What you are asked to do: Transcribe every entry word for word, leaving out all images.

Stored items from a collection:
• • • •

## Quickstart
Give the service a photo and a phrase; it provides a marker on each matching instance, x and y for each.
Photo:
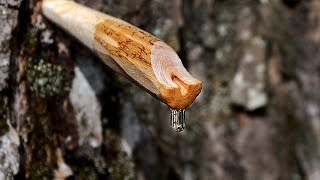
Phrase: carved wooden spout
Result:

• • • •

Worked solution:
## Quickstart
Give the service a photo and a phrase; it provides a marker on each matching instance, x and y for each.
Photo:
Phrase: carved wooden spout
Result:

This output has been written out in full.